■ **TEXT PASSAGE**
....

The gardens of the palace are named after Spanish poet Joan Maragall, like other gardens in the Montjuïc area dedicated to poets, such as the gardens of Jacint Verdaguer, Miquel Costa i Llobera and Joan Brossa. The original gardens were designed by Jean-Claude Nicolas Forestier with the assistance of Spanish landscape architect Nicolás María Rubió Tudurí. They created a complex with a marked Mediterranean character, with a classicist taste, combining the gardens with the construction of pergolas and terraces.

....

■ **INFORMATION PROVIDED**
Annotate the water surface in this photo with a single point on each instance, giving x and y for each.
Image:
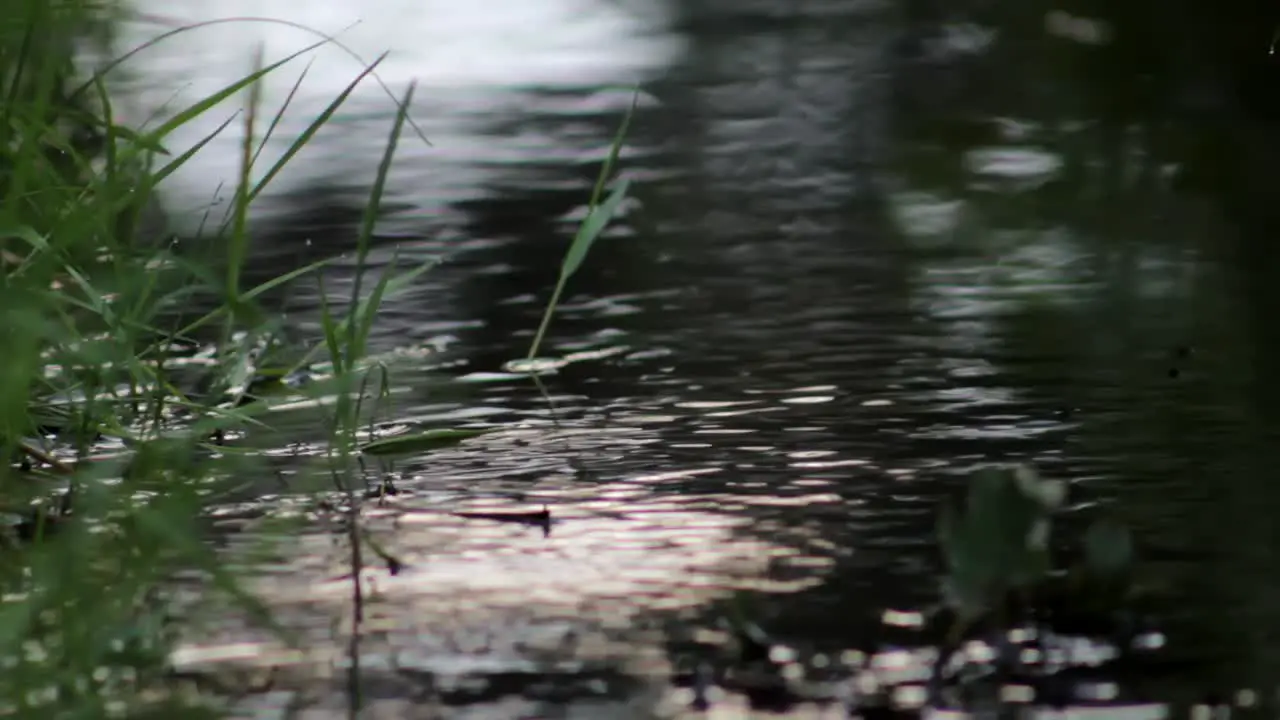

....

■ **EXERCISES**
(1) According to the text about the Joan Maragall gardens, who helped Jean-Claude Nicolas Forestier design the original gardens?
(2) Summarize the text about the Joan Maragall gardens in two sentences.
(3) Extend the text about the Joan Maragall gardens from where it stops.

■ **ANSWERS GIVEN**
(1) The Spanish landscape architect Nicolás María Rubió Tudurí helped design them.

(2) The palace gardens are named after the Spanish poet Joan Maragall, like other gardens in the Montjuïc area that are dedicated to poets. Jean-Claude Nicolas Forestier designed them with the help of Nicolás María Rubió Tudurí, creating a Mediterranean, classicist complex that combines gardens with pergolas and terraces.

(3)
Due to the desire to transform the palace into a true royal residence, since the Palau Reial de Pedralbes was not to the future King Juan Carlos I pleasure, in the 1970s the gardens were enlarged. The expansion project was carried out by Joaquim Maria Casamor, chief architect of the Department of Parks and Gardens of Barcelona, who designed a French-style project, with abundant sculptural decoration. The gardens are organized into three zones: one in front of the main facade of the palace, with two ponds at each end and a central area of flowerbeds, with a small temple with the sculpture Susanna in the Bath, by Théophile Barrau; another on the sides of the palace, which corresponds to the old gardens of 1929, where two fountains with tritons and two sculptures entitled Reclining Woman, by Enric Monjo, stand out; and the northern area, which overlooks the Palau Nacional (headquarters of the National Art Museum of Catalonia), where a peristyle courtyard with an Ionic colonnade stands out, with the sculpture Serena, by Pilar Francesch, and where the chapel of Santa Madrona is located.